**Opdracht A:** Kopieer letterlijk het stuk uit de tekst over Esther van "Zij was iemand" tot en met "veelheid aan levens.".
**Opdracht B:** Waar reed Esther met haar brommer naartoe volgens de tekst over Esther?

═════ Tekstfragment ═════

Zij was haar voorkomen. Haar verzorgd uiterlijk. Haar oog voor detail en kleur, haar gevoel voor nuance en contrast, haar weigering om een gehoorapparaat te dragen. Zij was haar permanente. Haar juwelen, ringen en oorbellen, haar collier, bronzen broche, haar armbandje met rode en groene kraaltjes dat ik nu draag ter nagedachtenis. Zij was haar gelakte vingernagels; haar subtiel geverfde lippen. Zij was haar fierheid. Haar eer. Haar vestimentaire trots. Respect draag je uit, luidde haar overtuiging -respect begint daarom bij jezelf op te maken voor de andere. Zij was, als het uiterlijk iets zegt over het het huishouden van het innerlijk, in evenwicht. In zichtbare harmonie met zichzelf.
Wie was Esther?
Zij was iemand die ik niet kende, iemand met een verleden. Bewoner van meerdere werelden. Zoals ze soms sprak over vroeger -veel vroeger. Over de kogels in het dak van het ouderlijke huis, tijdens de oorlog, en over de Duits op het erf, die zich hoffelijk gedroeg, in het stro sliep, en knap was. Ze sprak over haar korte schoolperiode, en het werkleven nadien, waarover zij niet klaagde. Ze sprak over het geluid van haar brommer en de ritjes naar het Blankenberge-strand, en over het lospeuteren van pieren om vis te vangen met de stok. Ze sprak over de dieren bij haar thuis -honden, katten, konijnen, vogels, eenden van de beestenmarkt van Gent. Ze sprak over Charles, haar man, en over een Vlaanderen dat vandaag niet meer bestaat. Vandaag begraven wij niet één mens, maar een veelheid aan levens.
Wie was Esther?

═════ Vermelde items ═════

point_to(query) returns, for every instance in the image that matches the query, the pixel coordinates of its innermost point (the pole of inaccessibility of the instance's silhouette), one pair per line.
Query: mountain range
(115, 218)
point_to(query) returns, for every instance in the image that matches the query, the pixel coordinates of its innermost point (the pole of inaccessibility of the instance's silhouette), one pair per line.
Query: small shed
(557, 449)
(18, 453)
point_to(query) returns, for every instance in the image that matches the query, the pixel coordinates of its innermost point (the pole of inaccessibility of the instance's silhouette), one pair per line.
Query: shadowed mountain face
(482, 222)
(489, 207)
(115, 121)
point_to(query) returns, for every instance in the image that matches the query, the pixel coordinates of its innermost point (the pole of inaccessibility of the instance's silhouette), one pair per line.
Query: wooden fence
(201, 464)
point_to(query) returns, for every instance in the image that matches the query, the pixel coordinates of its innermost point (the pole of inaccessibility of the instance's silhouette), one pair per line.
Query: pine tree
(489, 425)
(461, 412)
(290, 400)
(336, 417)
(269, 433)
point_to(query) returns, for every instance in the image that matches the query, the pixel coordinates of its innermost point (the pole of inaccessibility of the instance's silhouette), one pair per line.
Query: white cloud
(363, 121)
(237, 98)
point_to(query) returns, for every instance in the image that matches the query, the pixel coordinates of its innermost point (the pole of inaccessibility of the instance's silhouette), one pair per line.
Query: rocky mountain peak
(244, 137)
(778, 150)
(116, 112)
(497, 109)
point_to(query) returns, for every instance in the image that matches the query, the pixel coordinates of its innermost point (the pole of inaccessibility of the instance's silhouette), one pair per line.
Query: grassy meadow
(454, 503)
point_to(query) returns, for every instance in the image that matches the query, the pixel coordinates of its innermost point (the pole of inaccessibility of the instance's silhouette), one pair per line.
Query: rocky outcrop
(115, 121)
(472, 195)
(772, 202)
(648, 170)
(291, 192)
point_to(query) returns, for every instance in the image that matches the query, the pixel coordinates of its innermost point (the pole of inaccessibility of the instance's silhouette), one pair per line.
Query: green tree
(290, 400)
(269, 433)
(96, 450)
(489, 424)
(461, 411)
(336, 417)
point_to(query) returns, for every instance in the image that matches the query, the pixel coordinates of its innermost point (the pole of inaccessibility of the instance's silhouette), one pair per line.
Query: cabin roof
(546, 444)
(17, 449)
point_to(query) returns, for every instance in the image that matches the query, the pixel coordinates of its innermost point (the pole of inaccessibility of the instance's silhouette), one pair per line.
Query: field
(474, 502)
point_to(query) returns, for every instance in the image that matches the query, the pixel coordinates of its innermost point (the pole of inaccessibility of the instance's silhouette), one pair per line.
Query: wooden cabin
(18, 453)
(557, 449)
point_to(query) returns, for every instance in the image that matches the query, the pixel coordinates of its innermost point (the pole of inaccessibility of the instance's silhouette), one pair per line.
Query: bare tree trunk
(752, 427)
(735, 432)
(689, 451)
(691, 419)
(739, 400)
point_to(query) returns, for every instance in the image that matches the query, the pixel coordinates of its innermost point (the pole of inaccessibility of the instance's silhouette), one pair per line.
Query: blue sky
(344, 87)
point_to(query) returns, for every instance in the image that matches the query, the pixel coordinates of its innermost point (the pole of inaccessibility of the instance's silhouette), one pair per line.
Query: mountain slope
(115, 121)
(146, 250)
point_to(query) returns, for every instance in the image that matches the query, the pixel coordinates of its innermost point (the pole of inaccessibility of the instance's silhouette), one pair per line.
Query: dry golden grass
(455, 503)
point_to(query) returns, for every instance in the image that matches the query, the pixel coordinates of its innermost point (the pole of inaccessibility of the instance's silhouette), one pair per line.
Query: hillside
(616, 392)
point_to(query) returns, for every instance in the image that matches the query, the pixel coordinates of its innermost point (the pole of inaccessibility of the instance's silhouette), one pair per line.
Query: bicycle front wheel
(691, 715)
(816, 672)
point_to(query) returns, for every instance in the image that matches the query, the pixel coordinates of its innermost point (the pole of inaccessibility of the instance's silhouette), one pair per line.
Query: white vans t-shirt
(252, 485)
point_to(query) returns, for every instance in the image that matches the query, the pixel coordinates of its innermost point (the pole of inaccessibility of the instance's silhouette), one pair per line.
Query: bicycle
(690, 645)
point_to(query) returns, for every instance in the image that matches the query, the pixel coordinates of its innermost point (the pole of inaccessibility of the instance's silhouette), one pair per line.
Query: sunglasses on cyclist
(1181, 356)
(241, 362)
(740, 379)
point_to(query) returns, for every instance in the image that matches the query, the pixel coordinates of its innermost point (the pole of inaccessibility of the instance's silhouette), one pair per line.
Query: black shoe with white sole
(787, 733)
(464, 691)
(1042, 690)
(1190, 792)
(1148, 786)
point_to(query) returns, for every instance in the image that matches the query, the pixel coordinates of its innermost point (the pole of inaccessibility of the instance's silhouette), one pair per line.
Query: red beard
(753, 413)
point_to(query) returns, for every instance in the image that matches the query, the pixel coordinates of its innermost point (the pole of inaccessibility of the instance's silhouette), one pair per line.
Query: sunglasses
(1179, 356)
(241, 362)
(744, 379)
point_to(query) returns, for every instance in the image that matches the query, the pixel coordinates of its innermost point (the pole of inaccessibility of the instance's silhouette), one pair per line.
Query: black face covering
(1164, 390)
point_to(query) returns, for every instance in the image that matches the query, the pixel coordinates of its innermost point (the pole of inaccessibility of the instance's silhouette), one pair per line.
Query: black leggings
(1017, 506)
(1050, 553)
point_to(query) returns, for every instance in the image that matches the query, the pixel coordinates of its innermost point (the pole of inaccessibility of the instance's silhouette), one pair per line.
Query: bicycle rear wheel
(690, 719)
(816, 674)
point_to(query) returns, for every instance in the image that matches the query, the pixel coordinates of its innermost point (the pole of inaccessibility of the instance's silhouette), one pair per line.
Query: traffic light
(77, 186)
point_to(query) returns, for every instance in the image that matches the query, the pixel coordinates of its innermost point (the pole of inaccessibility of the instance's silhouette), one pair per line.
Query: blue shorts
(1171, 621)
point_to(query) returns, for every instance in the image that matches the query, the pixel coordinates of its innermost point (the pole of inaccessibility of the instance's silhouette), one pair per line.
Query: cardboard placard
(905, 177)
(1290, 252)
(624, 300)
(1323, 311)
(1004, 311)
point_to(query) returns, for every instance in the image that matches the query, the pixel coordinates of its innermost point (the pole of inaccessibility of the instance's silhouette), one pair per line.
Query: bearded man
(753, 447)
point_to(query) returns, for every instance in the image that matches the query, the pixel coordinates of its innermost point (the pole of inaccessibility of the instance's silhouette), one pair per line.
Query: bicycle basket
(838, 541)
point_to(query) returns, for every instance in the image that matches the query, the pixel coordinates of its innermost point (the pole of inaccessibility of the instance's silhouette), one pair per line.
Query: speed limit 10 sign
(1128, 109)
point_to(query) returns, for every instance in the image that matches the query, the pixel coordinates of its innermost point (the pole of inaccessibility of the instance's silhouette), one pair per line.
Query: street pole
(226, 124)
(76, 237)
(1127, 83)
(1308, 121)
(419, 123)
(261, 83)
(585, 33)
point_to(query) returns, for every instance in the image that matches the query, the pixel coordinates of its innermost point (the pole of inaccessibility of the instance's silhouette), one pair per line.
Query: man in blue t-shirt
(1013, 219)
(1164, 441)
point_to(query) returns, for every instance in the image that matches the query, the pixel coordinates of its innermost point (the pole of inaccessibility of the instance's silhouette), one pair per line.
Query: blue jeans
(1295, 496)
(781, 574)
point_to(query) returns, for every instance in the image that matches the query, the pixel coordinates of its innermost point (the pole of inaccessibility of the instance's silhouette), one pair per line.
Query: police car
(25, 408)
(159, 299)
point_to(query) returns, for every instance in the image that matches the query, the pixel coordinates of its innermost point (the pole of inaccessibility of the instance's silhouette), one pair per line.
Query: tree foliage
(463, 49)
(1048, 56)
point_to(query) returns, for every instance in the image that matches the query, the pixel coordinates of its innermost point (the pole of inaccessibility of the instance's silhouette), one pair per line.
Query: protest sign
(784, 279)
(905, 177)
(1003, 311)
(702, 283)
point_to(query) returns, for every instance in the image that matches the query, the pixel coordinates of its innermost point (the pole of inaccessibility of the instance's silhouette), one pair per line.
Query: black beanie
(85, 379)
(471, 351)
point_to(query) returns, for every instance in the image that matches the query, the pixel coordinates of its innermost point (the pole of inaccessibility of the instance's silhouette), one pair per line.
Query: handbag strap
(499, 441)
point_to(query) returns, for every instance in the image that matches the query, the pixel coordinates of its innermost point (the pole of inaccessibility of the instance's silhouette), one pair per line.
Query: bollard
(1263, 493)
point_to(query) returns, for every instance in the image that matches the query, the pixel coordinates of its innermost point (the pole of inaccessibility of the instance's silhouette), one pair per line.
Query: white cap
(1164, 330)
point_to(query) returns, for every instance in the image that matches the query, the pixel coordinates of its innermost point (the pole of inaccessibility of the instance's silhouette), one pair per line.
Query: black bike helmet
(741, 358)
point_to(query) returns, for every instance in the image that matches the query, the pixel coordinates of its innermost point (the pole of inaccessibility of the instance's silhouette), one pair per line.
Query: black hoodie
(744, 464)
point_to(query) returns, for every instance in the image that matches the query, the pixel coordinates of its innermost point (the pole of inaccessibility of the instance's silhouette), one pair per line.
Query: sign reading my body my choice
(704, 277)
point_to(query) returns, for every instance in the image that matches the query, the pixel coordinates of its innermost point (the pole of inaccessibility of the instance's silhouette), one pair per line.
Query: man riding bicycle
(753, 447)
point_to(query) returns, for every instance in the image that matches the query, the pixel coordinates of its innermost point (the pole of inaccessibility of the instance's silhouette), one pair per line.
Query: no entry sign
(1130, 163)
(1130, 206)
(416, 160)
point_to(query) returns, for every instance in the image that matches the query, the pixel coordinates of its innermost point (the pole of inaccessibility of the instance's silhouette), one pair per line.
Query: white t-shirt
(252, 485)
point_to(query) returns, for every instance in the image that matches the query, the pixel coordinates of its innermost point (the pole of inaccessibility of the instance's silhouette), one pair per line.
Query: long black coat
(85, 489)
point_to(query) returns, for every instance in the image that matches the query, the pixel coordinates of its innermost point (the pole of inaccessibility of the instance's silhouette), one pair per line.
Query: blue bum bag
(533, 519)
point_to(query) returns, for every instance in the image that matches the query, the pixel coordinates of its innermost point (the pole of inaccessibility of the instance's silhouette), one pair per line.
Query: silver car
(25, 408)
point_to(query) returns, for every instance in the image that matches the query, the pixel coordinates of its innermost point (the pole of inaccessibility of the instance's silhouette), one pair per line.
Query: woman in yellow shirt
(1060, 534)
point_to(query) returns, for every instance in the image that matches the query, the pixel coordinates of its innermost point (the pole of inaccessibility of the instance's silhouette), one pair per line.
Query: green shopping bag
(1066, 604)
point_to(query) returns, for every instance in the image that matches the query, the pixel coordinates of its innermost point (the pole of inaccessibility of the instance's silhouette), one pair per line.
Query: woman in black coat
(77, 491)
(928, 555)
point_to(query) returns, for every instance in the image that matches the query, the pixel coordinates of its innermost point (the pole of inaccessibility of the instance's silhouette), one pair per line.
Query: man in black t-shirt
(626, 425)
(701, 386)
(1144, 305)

═════

**Juist antwoord A:**
Zij was iemand die ik niet kende, iemand met een verleden. Bewoner van meerdere werelden. Zoals ze soms sprak over vroeger -veel vroeger. Over de kogels in het dak van het ouderlijke huis, tijdens de oorlog, en over de Duits op het erf, die zich hoffelijk gedroeg, in het stro sliep, en knap was. Ze sprak over haar korte schoolperiode, en het werkleven nadien, waarover zij niet klaagde. Ze sprak over het geluid van haar brommer en de ritjes naar het Blankenberge-strand, en over het lospeuteren van pieren om vis te vangen met de stok. Ze sprak over de dieren bij haar thuis -honden, katten, konijnen, vogels, eenden van de beestenmarkt van Gent. Ze sprak over Charles, haar man, en over een Vlaanderen dat vandaag niet meer bestaat. Vandaag begraven wij niet één mens, maar een veelheid aan levens.

**Juist antwoord B:** Naar het Blankenberge-strand.